Find the line that contains "Where can the green tree". Then set down that line and all the lines after it, to the end of the records, exactly and with nothing added.

START Material supplied

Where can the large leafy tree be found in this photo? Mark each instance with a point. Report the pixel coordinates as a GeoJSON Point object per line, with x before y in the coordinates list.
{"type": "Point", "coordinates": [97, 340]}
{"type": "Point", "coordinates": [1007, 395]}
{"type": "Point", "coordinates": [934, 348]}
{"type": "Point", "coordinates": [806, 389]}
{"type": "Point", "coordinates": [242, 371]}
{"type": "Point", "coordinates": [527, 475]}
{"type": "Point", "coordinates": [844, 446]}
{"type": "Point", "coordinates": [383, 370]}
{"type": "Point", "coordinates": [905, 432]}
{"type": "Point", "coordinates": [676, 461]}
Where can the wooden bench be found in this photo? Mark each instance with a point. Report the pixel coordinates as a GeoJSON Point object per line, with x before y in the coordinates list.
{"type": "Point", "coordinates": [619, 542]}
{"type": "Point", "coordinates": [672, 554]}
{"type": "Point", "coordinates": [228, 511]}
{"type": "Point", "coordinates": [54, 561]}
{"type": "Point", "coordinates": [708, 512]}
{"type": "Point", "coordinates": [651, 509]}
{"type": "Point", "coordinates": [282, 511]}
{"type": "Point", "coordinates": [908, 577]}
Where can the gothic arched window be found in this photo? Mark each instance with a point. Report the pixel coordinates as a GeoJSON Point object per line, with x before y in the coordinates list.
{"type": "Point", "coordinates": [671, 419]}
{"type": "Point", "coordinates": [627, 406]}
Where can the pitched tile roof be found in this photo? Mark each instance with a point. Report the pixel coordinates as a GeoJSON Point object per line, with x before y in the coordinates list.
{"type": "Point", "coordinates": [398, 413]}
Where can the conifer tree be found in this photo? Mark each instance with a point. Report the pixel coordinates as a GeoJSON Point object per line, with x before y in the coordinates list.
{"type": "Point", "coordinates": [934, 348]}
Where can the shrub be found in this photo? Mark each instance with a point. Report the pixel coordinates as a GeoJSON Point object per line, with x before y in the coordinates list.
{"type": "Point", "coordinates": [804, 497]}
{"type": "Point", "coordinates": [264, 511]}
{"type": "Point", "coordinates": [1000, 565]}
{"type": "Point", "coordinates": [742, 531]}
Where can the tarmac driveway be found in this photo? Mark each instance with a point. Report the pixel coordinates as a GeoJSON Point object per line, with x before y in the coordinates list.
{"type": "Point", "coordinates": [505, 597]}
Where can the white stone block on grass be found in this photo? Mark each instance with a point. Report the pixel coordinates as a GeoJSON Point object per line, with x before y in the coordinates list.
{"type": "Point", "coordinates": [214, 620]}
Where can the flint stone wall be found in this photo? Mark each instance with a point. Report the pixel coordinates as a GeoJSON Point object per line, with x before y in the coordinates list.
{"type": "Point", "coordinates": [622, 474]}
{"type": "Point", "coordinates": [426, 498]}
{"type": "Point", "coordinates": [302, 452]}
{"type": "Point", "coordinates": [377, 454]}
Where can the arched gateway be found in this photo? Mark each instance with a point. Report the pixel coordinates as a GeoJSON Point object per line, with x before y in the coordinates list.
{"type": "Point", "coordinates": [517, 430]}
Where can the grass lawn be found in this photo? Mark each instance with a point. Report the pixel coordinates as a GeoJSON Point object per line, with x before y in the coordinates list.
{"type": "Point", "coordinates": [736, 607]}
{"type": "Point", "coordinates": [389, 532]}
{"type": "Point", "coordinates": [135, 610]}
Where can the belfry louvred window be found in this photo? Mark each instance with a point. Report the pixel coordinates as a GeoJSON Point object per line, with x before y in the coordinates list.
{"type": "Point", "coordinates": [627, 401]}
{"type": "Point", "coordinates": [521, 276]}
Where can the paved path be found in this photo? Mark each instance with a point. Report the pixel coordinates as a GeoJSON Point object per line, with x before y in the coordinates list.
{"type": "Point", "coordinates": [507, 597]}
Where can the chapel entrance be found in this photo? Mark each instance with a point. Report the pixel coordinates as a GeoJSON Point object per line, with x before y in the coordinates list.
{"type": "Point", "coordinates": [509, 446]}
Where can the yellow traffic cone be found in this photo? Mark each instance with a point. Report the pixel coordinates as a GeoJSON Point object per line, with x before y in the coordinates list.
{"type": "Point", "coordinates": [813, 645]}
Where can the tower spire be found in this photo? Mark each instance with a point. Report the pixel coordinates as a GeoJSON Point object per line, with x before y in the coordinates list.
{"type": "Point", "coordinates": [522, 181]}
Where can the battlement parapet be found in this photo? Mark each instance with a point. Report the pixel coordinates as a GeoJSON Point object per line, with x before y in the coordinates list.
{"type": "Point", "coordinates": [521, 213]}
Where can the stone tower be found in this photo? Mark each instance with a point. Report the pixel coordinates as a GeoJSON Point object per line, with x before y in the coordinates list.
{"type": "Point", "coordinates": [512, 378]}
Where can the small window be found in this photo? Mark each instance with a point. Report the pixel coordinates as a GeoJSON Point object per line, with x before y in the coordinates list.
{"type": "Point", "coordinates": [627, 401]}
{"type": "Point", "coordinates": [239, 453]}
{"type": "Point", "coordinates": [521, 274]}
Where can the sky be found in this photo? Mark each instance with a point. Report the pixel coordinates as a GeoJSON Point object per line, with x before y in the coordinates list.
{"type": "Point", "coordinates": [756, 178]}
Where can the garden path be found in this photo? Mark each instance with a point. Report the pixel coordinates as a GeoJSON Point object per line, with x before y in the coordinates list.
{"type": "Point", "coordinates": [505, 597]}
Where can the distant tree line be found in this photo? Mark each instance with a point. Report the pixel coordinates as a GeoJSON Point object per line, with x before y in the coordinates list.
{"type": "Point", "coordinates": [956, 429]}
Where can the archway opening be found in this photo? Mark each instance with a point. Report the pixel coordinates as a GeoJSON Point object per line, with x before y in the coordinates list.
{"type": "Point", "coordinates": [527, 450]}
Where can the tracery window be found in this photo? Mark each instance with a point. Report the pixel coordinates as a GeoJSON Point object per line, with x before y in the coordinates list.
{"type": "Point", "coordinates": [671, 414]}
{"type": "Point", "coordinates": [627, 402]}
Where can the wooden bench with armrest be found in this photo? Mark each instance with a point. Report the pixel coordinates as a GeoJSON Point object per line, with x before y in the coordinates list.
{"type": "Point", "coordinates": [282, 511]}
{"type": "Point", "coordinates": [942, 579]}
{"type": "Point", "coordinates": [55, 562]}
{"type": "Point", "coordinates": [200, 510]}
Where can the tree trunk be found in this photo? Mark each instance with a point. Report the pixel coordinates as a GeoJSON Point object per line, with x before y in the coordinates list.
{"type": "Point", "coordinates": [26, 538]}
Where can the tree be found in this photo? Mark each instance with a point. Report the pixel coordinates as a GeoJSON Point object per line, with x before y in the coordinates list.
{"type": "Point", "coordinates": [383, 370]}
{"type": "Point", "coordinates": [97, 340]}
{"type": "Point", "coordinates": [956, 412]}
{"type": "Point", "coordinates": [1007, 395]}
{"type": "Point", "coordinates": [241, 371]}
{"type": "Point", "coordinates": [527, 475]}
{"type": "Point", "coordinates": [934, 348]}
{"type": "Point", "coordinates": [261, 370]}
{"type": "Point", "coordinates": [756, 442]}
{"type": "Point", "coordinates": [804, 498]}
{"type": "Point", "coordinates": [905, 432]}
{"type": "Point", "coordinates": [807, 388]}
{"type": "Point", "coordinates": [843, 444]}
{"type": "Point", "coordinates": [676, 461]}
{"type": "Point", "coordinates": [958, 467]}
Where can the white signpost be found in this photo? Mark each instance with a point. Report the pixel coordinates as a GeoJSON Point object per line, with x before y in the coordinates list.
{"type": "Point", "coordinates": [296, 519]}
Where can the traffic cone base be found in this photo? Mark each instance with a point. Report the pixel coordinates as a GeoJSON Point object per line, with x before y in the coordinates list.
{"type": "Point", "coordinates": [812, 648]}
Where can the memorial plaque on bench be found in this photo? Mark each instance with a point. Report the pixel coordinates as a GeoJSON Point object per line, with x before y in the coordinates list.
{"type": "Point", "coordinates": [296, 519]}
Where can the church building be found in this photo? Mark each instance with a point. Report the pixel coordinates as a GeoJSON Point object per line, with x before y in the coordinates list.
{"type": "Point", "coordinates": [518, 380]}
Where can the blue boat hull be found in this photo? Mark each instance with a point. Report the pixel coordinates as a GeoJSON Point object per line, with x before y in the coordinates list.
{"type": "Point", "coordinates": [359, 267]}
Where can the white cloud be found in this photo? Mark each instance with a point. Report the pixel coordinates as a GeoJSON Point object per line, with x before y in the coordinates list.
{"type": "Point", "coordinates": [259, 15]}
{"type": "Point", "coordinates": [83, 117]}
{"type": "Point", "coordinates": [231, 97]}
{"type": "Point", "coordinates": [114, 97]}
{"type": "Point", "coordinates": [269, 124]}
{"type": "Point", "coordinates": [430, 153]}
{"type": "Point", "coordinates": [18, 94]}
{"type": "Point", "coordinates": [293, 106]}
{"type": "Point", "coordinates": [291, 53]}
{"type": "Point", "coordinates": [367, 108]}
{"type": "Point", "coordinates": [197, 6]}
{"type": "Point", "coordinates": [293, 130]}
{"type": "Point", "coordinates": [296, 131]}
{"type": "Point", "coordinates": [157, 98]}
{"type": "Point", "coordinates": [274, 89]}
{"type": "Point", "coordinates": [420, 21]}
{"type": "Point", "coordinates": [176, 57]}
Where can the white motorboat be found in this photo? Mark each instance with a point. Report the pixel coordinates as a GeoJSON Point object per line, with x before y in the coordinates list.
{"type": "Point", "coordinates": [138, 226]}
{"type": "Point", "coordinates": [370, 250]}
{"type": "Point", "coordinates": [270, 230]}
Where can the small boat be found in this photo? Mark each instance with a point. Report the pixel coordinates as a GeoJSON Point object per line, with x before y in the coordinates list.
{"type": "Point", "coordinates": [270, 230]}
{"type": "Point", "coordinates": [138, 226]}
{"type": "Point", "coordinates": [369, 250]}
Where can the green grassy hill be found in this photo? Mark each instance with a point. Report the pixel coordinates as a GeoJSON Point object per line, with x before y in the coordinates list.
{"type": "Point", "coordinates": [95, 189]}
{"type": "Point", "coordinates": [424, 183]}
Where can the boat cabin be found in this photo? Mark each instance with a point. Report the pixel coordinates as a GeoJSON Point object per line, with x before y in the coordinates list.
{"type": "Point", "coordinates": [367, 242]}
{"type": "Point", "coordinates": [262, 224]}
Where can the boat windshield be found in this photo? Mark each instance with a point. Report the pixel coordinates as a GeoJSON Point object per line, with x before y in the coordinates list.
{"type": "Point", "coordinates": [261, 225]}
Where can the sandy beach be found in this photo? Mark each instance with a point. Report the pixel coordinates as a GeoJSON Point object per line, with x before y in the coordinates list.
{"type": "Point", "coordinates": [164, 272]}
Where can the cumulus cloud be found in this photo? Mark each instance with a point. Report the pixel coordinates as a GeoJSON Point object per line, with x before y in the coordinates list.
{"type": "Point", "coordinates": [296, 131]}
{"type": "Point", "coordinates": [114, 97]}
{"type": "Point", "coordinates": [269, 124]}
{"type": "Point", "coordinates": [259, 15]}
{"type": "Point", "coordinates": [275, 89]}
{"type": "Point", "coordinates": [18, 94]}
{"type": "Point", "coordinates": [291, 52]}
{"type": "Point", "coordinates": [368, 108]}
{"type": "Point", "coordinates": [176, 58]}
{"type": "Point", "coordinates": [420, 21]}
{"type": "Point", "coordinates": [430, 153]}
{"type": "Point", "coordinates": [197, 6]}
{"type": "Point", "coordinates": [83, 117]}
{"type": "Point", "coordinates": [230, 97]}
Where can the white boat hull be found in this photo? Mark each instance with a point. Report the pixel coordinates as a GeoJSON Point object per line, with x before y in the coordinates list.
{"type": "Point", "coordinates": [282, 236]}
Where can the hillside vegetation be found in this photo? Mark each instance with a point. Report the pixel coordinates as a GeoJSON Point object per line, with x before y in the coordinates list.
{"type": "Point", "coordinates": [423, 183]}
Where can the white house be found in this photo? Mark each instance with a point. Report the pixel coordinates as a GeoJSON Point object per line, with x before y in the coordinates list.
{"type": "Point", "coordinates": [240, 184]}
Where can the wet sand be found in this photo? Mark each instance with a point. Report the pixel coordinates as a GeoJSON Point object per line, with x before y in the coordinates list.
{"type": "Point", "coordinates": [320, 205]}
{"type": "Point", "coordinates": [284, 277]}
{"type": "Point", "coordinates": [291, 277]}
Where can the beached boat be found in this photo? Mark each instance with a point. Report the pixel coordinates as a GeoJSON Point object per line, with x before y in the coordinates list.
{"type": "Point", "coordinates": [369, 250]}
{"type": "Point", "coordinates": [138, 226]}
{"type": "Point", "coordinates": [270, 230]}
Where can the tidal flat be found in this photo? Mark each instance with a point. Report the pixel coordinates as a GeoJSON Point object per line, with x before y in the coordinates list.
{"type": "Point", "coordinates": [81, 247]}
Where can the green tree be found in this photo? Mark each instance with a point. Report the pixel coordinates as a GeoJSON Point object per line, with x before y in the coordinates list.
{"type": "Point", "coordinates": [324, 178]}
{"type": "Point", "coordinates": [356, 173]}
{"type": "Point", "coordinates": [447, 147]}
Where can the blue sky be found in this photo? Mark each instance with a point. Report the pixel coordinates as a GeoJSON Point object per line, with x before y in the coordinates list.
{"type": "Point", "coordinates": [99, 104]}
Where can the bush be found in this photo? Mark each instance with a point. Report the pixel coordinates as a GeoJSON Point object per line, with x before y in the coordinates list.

END Material supplied

## Problem solution
Where can the green tree be found in this photo? Mark each instance with a point. Report the pixel coordinates as a GeoJSON Point object per line, with x before y in the coordinates list.
{"type": "Point", "coordinates": [324, 178]}
{"type": "Point", "coordinates": [356, 173]}
{"type": "Point", "coordinates": [447, 147]}
Where can the blue sky be found in this photo? Mark each instance with a point. Report the pixel coordinates as a GeoJSON Point object per line, with x before y in the coordinates list.
{"type": "Point", "coordinates": [99, 104]}
Where can the bush be found in this photo? Mark each instance with a point. Report the pixel coordinates as a GeoJSON Point object per line, with x before y in the coordinates list.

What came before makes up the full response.